───── Supplied passage ─────

HENRY NICHOLLS via Getty Images

Sajid Javid has downplayed speculation of a leadership challenge against Boris Johnson, declaring: “He’s not going anywhere.”

The health secretary threw his support behind the prime minister following the toughest 24 hours of Johnson’s premiership, in which he witnessed one of his own MPs dramatically defect to Labour.

While the move dealt a hammer blow to the PM just moments before he addressed MPs in the Commons, there are reports that Christian Wakeford’s switch to Labour has in fact taken the sting out of the rebellion that was mounting against him.

Javid is one of a number of Conservative MPs who have been tipped to succeed Johnson since his leadership hit the rocks over the partygate scandal engulfing No.10.

Asked whether he would throw his hat in the ring against Johnson, Javid told Times Radio: “He’s not going anywhere.”

And when asked on Sky News whether he would run against the PM, Javid declared: “There is no leadership election” and that Johnson had his “complete support”.

Johnson’s future hung in the balance yesterday amid reports that Tory MPs had been submitting letters to Graham Brady, the chair of the 1922 committee, to trigger a vote of no confidence in his leadership.

Wakeford, who was elected in 2019 for Bury South, was one of a handful of Tory MPs who had publicly called for his resignation.

Outlining his reasons for defecting in a letter to the PM, Wakeford said his decision was about “much more than your leadership and the disgraceful way you have conducted yourself in recent weeks”, adding: “I care passionately about the people of Bury South and I have concluded that the policies of the Conservative government that you lead are doing nothing to help the people of my constituency and indeed are only making the struggles they face on a daily basis worse.”

And In a sign that discontent spanned the generations, former Cabinet minister David Davis stood up in the Commons and told Johnson directly: “In the name of God, go.”

But by the end of the day there were signs that Wakeford’s defection had galvanised support for the PM.

Andrew Percy, the MP for Brigg and Goole MP, told BBC Radio 4’s Today programme that it had “calmed nerves” and that Johnson “is probably thanking Christian for what he did because it’s made a lot of people think again, think twice”.

Javid acknowledged the damage that was done both by Davis’s intervention and by Wakeford defection but asked on BBC Breakfast if Johnson was “safe in his job”, he replied: “Yes, I think he is.

───── Dataset records ─────

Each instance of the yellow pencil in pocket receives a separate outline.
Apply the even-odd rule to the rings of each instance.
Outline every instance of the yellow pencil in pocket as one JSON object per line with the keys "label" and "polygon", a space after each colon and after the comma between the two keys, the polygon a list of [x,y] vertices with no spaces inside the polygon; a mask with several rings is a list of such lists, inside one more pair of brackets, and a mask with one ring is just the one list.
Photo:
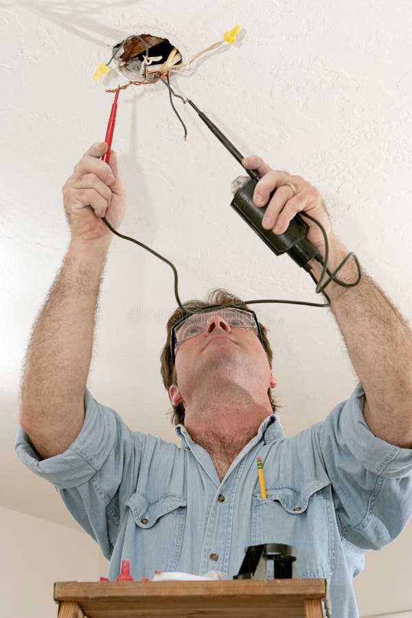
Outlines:
{"label": "yellow pencil in pocket", "polygon": [[264,484],[264,476],[263,474],[263,464],[262,463],[262,457],[256,458],[258,461],[258,474],[259,476],[259,484],[260,485],[260,495],[262,498],[266,498],[266,485]]}

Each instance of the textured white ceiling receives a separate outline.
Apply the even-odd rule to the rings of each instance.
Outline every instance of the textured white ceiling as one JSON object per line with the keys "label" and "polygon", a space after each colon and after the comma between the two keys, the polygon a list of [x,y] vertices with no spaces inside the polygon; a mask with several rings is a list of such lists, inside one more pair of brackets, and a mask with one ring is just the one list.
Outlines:
{"label": "textured white ceiling", "polygon": [[[93,81],[98,61],[141,32],[167,36],[187,60],[240,24],[238,43],[174,78],[174,87],[243,153],[314,185],[343,242],[410,319],[411,8],[410,0],[0,2],[3,505],[74,525],[12,444],[30,328],[69,242],[61,186],[89,146],[103,139],[113,96],[104,89],[119,81],[115,73]],[[241,168],[193,110],[176,104],[186,142],[163,84],[120,93],[113,148],[128,195],[121,231],[175,263],[183,299],[222,286],[244,298],[319,301],[312,279],[273,255],[230,208],[230,184]],[[174,435],[159,355],[175,306],[170,269],[115,238],[89,386],[133,428],[168,439]],[[328,312],[288,305],[258,311],[271,330],[290,435],[347,398],[356,378]],[[397,542],[408,538],[410,546],[410,525]],[[406,585],[391,595],[404,571],[391,556],[387,606],[368,597],[365,613],[412,606]]]}

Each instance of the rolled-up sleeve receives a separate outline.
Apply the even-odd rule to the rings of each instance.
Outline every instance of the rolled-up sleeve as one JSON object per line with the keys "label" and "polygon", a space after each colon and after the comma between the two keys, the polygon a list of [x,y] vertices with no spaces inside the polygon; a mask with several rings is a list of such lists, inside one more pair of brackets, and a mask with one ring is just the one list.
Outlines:
{"label": "rolled-up sleeve", "polygon": [[412,514],[412,450],[373,435],[364,400],[358,384],[317,430],[342,537],[363,549],[378,549],[400,534]]}
{"label": "rolled-up sleeve", "polygon": [[64,453],[42,459],[19,428],[15,450],[25,466],[53,483],[78,523],[110,558],[122,509],[136,487],[145,435],[117,413],[84,396],[83,426]]}

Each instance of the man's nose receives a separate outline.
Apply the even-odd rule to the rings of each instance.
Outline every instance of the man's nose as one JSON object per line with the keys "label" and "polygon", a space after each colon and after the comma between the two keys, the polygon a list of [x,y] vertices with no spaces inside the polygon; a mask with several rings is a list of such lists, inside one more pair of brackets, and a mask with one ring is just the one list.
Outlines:
{"label": "man's nose", "polygon": [[227,332],[230,332],[230,325],[220,315],[215,315],[214,318],[209,322],[206,328],[205,334],[209,334],[212,331],[217,329],[222,329]]}

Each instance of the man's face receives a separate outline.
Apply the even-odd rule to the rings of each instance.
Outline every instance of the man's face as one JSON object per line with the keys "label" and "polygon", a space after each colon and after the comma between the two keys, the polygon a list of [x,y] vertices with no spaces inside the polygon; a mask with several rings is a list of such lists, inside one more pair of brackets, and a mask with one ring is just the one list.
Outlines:
{"label": "man's face", "polygon": [[175,356],[177,384],[169,389],[174,405],[185,403],[196,387],[206,386],[213,392],[214,388],[232,384],[245,389],[258,387],[264,393],[275,387],[276,381],[253,320],[248,325],[240,311],[228,313],[227,309],[203,314],[203,320],[201,328],[195,319],[186,322],[181,331],[183,341],[178,343]]}

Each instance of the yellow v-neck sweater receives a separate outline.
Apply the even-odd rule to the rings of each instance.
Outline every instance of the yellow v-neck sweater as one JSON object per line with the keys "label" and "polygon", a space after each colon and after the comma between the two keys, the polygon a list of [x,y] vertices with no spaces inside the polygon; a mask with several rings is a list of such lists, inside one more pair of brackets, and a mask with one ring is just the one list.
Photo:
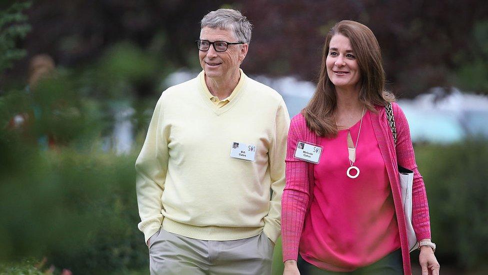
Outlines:
{"label": "yellow v-neck sweater", "polygon": [[[139,229],[146,241],[162,226],[209,240],[264,231],[276,242],[290,126],[284,102],[241,71],[218,108],[204,74],[170,87],[156,104],[136,163]],[[255,161],[231,158],[233,142],[256,146]]]}

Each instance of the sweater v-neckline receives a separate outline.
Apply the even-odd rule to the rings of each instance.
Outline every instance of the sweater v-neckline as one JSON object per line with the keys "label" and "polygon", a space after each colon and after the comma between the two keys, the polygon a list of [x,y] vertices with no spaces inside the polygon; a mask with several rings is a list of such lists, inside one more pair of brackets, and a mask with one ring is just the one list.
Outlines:
{"label": "sweater v-neckline", "polygon": [[[207,95],[210,93],[210,91],[208,91],[208,88],[206,86],[206,84],[205,83],[205,71],[202,71],[198,75],[198,80],[200,82],[200,95],[202,96],[202,99],[203,100],[205,104],[208,107],[208,108],[212,110],[216,115],[220,116],[222,114],[224,114],[226,112],[230,110],[239,99],[242,97],[242,94],[244,94],[244,92],[246,89],[244,89],[245,86],[247,85],[247,76],[246,76],[244,72],[242,72],[242,70],[239,69],[240,73],[240,79],[239,80],[239,82],[238,83],[237,86],[234,88],[234,90],[230,93],[230,95],[228,97],[232,97],[230,101],[229,101],[228,103],[226,104],[224,106],[218,108],[217,105],[216,105],[214,102],[212,102],[212,100],[208,98]],[[234,93],[235,94],[234,94]]]}

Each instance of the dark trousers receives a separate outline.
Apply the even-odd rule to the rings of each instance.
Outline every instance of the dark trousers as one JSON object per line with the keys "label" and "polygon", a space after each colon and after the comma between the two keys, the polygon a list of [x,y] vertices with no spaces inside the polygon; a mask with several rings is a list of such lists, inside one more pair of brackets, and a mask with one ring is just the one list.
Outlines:
{"label": "dark trousers", "polygon": [[403,275],[401,249],[397,249],[378,261],[352,272],[334,272],[321,269],[298,255],[298,267],[302,275]]}

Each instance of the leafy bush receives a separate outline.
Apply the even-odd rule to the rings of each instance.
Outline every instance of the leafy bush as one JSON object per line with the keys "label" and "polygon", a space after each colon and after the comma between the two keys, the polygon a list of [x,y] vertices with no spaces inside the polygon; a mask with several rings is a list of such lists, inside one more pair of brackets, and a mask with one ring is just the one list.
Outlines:
{"label": "leafy bush", "polygon": [[441,264],[466,269],[486,267],[488,144],[474,140],[418,146],[415,151]]}

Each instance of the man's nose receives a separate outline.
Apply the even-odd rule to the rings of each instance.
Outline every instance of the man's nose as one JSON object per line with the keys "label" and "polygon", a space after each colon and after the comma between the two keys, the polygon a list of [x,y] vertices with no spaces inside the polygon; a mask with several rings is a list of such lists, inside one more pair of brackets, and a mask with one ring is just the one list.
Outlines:
{"label": "man's nose", "polygon": [[215,50],[215,48],[214,48],[214,44],[210,45],[210,47],[208,48],[208,50],[206,51],[206,56],[209,58],[212,58],[217,56],[217,52]]}

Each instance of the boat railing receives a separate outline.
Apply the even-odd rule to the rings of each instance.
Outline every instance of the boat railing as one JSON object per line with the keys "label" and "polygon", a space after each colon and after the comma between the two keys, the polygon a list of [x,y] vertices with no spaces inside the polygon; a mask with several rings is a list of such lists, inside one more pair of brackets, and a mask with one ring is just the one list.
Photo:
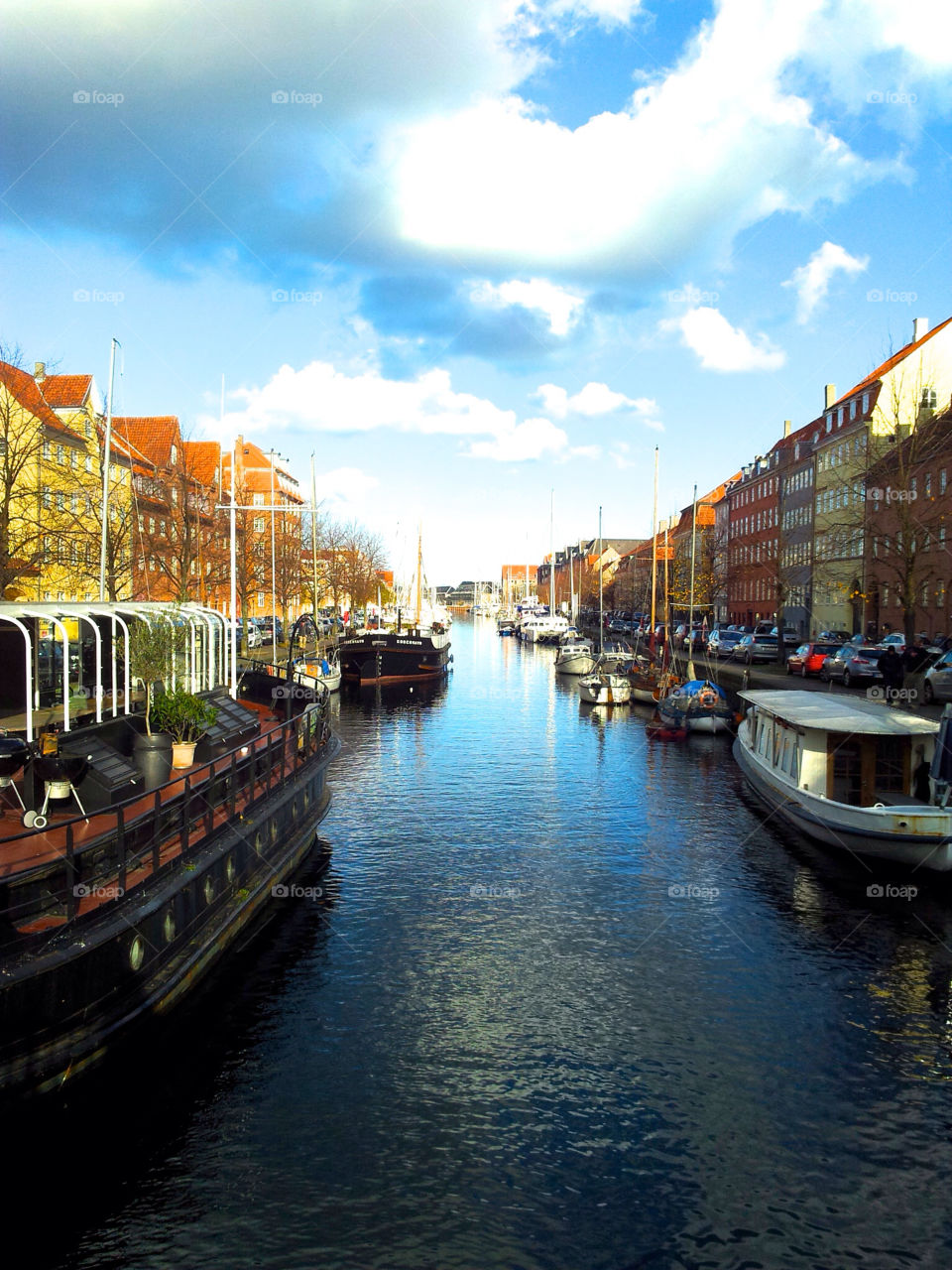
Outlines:
{"label": "boat railing", "polygon": [[[240,826],[286,780],[321,757],[329,742],[325,712],[306,710],[230,756],[189,768],[151,798],[141,795],[89,819],[51,822],[39,834],[27,829],[5,837],[8,860],[37,838],[52,855],[0,879],[0,940],[9,947],[18,939],[32,941],[41,930],[50,936],[57,917],[65,923],[90,907],[99,912],[132,886],[180,865],[217,829]],[[20,930],[33,923],[34,930]]]}

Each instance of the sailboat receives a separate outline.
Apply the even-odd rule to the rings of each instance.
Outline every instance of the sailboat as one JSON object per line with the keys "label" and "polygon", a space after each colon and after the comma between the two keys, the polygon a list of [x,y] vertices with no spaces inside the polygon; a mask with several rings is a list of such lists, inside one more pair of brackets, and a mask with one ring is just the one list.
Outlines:
{"label": "sailboat", "polygon": [[397,608],[395,630],[360,631],[339,645],[340,673],[350,683],[413,683],[439,679],[453,657],[449,635],[438,617],[423,621],[423,538],[416,542],[414,621],[404,626]]}
{"label": "sailboat", "polygon": [[598,509],[598,662],[590,674],[579,679],[579,696],[597,706],[619,706],[631,701],[631,679],[617,654],[604,650],[604,596],[602,592],[602,508]]}

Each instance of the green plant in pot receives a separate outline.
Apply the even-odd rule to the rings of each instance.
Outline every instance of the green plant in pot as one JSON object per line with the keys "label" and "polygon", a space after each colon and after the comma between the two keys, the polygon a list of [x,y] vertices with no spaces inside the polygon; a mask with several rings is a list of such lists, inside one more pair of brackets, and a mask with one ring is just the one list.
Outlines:
{"label": "green plant in pot", "polygon": [[165,616],[138,617],[129,626],[129,676],[145,688],[145,733],[136,733],[132,749],[146,789],[156,789],[169,780],[171,771],[171,735],[154,724],[156,685],[171,679],[185,649],[184,624]]}
{"label": "green plant in pot", "polygon": [[217,718],[215,706],[185,688],[173,688],[171,692],[156,696],[152,702],[152,723],[173,738],[173,767],[192,766],[195,745]]}

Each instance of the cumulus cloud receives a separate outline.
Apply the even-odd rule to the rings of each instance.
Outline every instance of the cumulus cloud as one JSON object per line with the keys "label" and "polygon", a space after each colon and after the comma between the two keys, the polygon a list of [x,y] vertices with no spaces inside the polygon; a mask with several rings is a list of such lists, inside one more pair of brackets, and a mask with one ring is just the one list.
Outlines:
{"label": "cumulus cloud", "polygon": [[556,419],[566,419],[570,414],[580,414],[592,419],[619,410],[633,410],[636,414],[652,417],[658,411],[658,403],[652,398],[630,398],[623,392],[613,391],[607,384],[594,381],[586,384],[572,396],[557,384],[543,384],[533,396]]}
{"label": "cumulus cloud", "polygon": [[661,330],[677,330],[707,371],[776,371],[787,361],[765,335],[750,339],[731,326],[717,309],[691,309],[683,318],[660,323]]}
{"label": "cumulus cloud", "polygon": [[646,274],[899,170],[853,152],[783,86],[819,6],[725,0],[674,71],[574,130],[515,94],[410,126],[395,166],[404,235],[468,258]]}
{"label": "cumulus cloud", "polygon": [[572,295],[545,278],[501,282],[499,286],[477,282],[470,295],[475,304],[494,309],[518,305],[522,309],[537,310],[547,318],[548,329],[553,335],[567,335],[585,304],[583,296]]}
{"label": "cumulus cloud", "polygon": [[868,255],[850,255],[835,243],[828,241],[817,248],[807,263],[801,264],[782,283],[784,287],[793,287],[797,293],[797,321],[810,320],[814,309],[826,297],[834,273],[845,273],[852,277],[856,273],[862,273],[868,264]]}
{"label": "cumulus cloud", "polygon": [[548,419],[524,419],[514,428],[500,432],[493,441],[473,441],[468,455],[472,458],[522,464],[529,458],[559,455],[567,443],[567,436]]}
{"label": "cumulus cloud", "polygon": [[514,410],[486,398],[457,392],[443,370],[392,380],[376,368],[348,375],[329,362],[311,362],[301,370],[286,364],[264,386],[235,389],[228,398],[239,409],[227,410],[223,419],[202,417],[207,434],[274,437],[388,428],[465,438],[467,456],[504,462],[556,455],[569,443],[548,419],[519,420]]}

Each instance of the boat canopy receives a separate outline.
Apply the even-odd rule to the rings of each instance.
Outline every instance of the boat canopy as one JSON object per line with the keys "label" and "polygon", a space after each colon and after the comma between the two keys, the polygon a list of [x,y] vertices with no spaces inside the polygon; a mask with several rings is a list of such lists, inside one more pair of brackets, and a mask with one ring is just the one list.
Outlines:
{"label": "boat canopy", "polygon": [[796,728],[821,732],[871,733],[880,737],[934,735],[939,725],[906,710],[895,710],[878,701],[848,698],[805,688],[786,691],[745,691],[739,697]]}
{"label": "boat canopy", "polygon": [[[25,732],[27,740],[33,740],[34,716],[44,705],[42,721],[62,726],[65,732],[80,715],[91,712],[95,721],[102,723],[104,714],[129,714],[129,626],[137,620],[169,622],[188,631],[183,664],[171,667],[170,687],[175,686],[176,673],[193,692],[227,681],[227,622],[221,613],[202,605],[155,601],[0,603],[0,657],[9,657],[13,664],[19,662],[23,667],[19,683],[15,673],[8,671],[5,676],[0,690],[0,728]],[[41,638],[39,624],[51,629],[50,640]],[[88,657],[83,654],[84,643],[89,646]],[[44,692],[46,702],[42,700]]]}

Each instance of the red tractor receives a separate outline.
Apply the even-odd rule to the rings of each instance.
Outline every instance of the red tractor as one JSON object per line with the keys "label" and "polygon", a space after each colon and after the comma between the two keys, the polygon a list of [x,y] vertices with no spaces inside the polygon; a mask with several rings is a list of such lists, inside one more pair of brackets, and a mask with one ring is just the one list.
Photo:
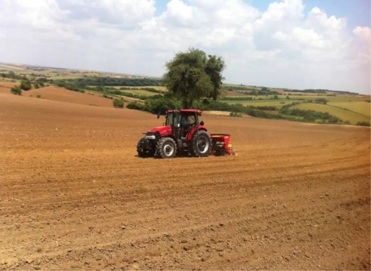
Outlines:
{"label": "red tractor", "polygon": [[209,134],[203,121],[199,120],[201,114],[196,109],[168,110],[164,126],[143,133],[145,135],[137,145],[138,156],[172,158],[188,154],[194,157],[236,155],[229,144],[230,136]]}

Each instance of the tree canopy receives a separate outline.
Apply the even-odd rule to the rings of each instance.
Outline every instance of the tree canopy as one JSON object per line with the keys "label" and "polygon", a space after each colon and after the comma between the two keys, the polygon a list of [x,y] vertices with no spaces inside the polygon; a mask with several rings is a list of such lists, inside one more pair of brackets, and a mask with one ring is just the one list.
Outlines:
{"label": "tree canopy", "polygon": [[176,54],[166,67],[164,84],[181,100],[183,108],[190,108],[194,101],[201,99],[215,101],[220,97],[224,79],[221,73],[226,67],[221,57],[191,47]]}

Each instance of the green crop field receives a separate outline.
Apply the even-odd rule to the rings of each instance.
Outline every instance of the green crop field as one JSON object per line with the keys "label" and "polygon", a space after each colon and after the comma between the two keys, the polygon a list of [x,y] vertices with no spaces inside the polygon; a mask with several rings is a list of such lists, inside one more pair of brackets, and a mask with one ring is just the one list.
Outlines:
{"label": "green crop field", "polygon": [[150,88],[154,88],[155,89],[157,89],[158,90],[162,90],[164,91],[167,91],[167,89],[165,87],[162,87],[161,86],[138,86],[138,87],[133,87],[135,88],[143,88],[146,87],[148,87]]}
{"label": "green crop field", "polygon": [[352,124],[355,125],[358,121],[371,123],[371,117],[329,105],[315,103],[305,103],[298,104],[290,107],[302,110],[313,110],[317,112],[327,112],[329,114],[341,118],[343,120],[348,120]]}
{"label": "green crop field", "polygon": [[[268,97],[263,96],[255,96],[253,95],[239,95],[238,96],[227,96],[226,99],[228,98],[236,98],[237,97],[242,97],[247,98],[247,97],[251,97],[253,98],[255,97],[256,99],[258,99],[261,98],[264,100],[270,100],[270,97],[273,97],[274,95],[269,96]],[[316,99],[319,98],[323,98],[327,100],[330,102],[358,102],[364,101],[365,100],[369,99],[369,98],[361,96],[351,96],[350,95],[339,95],[336,96],[319,96],[318,95],[277,95],[279,98],[281,100],[285,100],[285,101],[297,100],[298,99],[304,99],[305,100],[312,100],[314,101]],[[290,97],[290,100],[286,99],[286,97],[288,96]]]}
{"label": "green crop field", "polygon": [[371,103],[367,102],[347,102],[329,103],[330,106],[341,107],[371,117]]}
{"label": "green crop field", "polygon": [[138,89],[138,90],[122,90],[123,92],[126,92],[127,93],[131,93],[137,95],[143,95],[143,96],[154,96],[157,95],[159,93],[156,93],[154,92],[151,92],[147,90]]}
{"label": "green crop field", "polygon": [[[229,104],[240,104],[243,105],[248,106],[276,106],[278,108],[282,107],[284,105],[290,104],[295,101],[292,100],[256,100],[255,101],[221,101],[223,103],[227,103]],[[281,104],[281,103],[285,103]]]}

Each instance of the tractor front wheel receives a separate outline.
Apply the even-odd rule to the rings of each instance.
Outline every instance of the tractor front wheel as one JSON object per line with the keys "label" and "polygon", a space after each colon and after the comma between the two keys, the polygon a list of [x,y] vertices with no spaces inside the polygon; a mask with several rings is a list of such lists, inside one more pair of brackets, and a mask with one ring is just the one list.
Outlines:
{"label": "tractor front wheel", "polygon": [[207,157],[211,148],[211,139],[209,134],[204,130],[197,131],[192,138],[190,151],[194,157]]}
{"label": "tractor front wheel", "polygon": [[144,139],[144,138],[142,137],[138,141],[137,144],[137,151],[138,153],[138,157],[152,157],[155,155],[155,152],[156,151],[155,149],[152,150],[148,150],[145,148],[142,147],[142,141]]}
{"label": "tractor front wheel", "polygon": [[177,152],[177,144],[171,137],[163,137],[156,147],[156,155],[160,158],[173,158]]}

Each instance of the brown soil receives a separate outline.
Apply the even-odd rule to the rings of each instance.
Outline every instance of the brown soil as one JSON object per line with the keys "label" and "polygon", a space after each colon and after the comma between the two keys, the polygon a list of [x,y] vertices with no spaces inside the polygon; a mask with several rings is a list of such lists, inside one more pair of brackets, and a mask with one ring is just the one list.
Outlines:
{"label": "brown soil", "polygon": [[202,119],[238,156],[139,158],[163,117],[0,93],[0,269],[371,269],[371,129]]}

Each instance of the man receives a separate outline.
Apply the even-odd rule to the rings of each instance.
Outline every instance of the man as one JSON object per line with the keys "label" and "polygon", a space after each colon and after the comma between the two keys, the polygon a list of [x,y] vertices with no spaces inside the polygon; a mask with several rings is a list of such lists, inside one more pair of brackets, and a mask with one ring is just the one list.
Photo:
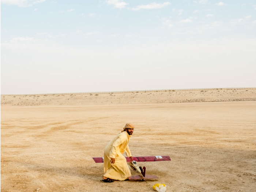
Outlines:
{"label": "man", "polygon": [[104,182],[113,182],[114,180],[124,181],[131,176],[126,159],[122,154],[125,151],[131,161],[132,161],[128,142],[134,128],[132,123],[127,123],[122,132],[106,146],[104,153],[105,174],[102,177]]}

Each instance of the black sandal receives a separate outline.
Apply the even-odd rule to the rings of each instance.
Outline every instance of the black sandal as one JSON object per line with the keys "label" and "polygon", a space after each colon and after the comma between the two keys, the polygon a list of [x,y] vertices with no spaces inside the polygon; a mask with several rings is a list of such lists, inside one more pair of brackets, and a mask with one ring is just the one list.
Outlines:
{"label": "black sandal", "polygon": [[114,180],[110,178],[108,178],[107,179],[103,179],[102,181],[105,182],[114,182]]}

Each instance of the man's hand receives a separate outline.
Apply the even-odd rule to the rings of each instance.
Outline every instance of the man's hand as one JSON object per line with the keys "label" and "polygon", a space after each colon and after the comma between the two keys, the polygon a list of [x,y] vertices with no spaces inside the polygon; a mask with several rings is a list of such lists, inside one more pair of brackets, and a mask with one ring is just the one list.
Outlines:
{"label": "man's hand", "polygon": [[114,158],[110,158],[110,162],[111,163],[114,164],[115,163],[115,161],[116,161],[116,159],[115,159]]}

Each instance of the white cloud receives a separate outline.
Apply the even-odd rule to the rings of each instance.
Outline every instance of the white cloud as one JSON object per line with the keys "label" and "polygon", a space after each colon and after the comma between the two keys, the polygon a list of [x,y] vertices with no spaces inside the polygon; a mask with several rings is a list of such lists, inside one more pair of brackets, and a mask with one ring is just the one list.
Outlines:
{"label": "white cloud", "polygon": [[169,2],[166,2],[163,3],[152,3],[150,4],[145,5],[137,6],[135,8],[133,8],[133,11],[139,11],[141,9],[160,9],[170,5],[171,3]]}
{"label": "white cloud", "polygon": [[124,8],[129,4],[128,3],[123,2],[122,0],[108,0],[107,3],[109,5],[114,5],[115,8],[118,9]]}
{"label": "white cloud", "polygon": [[165,20],[162,22],[162,23],[163,25],[166,26],[169,28],[172,27],[173,26],[172,21],[169,19]]}
{"label": "white cloud", "polygon": [[178,15],[181,15],[183,13],[184,11],[182,10],[179,10],[178,12],[179,12],[179,14],[178,14]]}
{"label": "white cloud", "polygon": [[44,2],[45,2],[46,0],[39,0],[37,1],[34,1],[33,3],[33,4],[37,4],[38,3],[41,3]]}
{"label": "white cloud", "polygon": [[88,16],[89,16],[91,18],[94,18],[94,17],[95,17],[96,15],[96,14],[91,13],[88,15]]}
{"label": "white cloud", "polygon": [[33,5],[41,3],[46,0],[0,0],[0,3],[18,5],[19,7],[31,7]]}
{"label": "white cloud", "polygon": [[191,23],[192,21],[191,19],[184,19],[184,20],[181,20],[180,21],[181,23]]}
{"label": "white cloud", "polygon": [[48,35],[47,37],[50,38],[56,38],[56,37],[65,37],[67,35],[65,34],[61,34],[60,35]]}
{"label": "white cloud", "polygon": [[47,34],[47,33],[37,33],[37,35],[45,35],[46,34]]}
{"label": "white cloud", "polygon": [[136,37],[135,35],[125,35],[125,37]]}
{"label": "white cloud", "polygon": [[199,1],[194,1],[194,3],[200,3],[201,4],[206,4],[208,1],[208,0],[199,0]]}
{"label": "white cloud", "polygon": [[211,26],[214,27],[220,27],[223,25],[223,22],[222,21],[214,21],[211,24]]}
{"label": "white cloud", "polygon": [[219,3],[216,3],[216,5],[217,5],[219,6],[222,6],[226,5],[223,2],[220,2]]}
{"label": "white cloud", "polygon": [[251,15],[248,15],[248,16],[246,16],[245,17],[245,18],[246,20],[248,20],[248,19],[249,19],[251,17],[252,17],[252,16]]}
{"label": "white cloud", "polygon": [[67,12],[71,12],[73,11],[75,11],[75,9],[70,9],[70,10],[67,10]]}
{"label": "white cloud", "polygon": [[86,34],[84,34],[85,35],[89,36],[91,35],[98,35],[101,33],[99,31],[94,31],[93,32],[87,33]]}

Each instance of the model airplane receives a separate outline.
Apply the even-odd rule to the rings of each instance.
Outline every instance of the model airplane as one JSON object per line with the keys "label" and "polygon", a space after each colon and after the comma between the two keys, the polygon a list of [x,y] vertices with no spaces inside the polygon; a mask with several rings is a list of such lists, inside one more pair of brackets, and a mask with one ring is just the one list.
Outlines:
{"label": "model airplane", "polygon": [[[144,181],[145,179],[157,179],[158,177],[154,175],[146,174],[146,167],[143,167],[142,168],[139,166],[137,162],[146,162],[149,161],[171,161],[170,156],[146,156],[146,157],[132,157],[133,161],[131,161],[129,157],[126,157],[126,161],[129,163],[132,169],[139,174],[135,176],[132,176],[129,177],[129,180],[141,180]],[[104,161],[103,157],[93,157],[93,159],[96,163],[103,163]]]}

─────

[Exercise set]
1. Please retype the part of the Javid article starting with "And In a sign" and going on through "think he is.".
2. In the Javid article, which constituency was Christian Wakeford elected for in 2019?

[Solved problems]
1.
And In a sign that discontent spanned the generations, former Cabinet minister David Davis stood up in the Commons and told Johnson directly: “In the name of God, go.”

But by the end of the day there were signs that Wakeford’s defection had galvanised support for the PM.

Andrew Percy, the MP for Brigg and Goole MP, told BBC Radio 4’s Today programme that it had “calmed nerves” and that Johnson “is probably thanking Christian for what he did because it’s made a lot of people think again, think twice”.

Javid acknowledged the damage that was done both by Davis’s intervention and by Wakeford defection but asked on BBC Breakfast if Johnson was “safe in his job”, he replied: “Yes, I think he is.

2. Bury South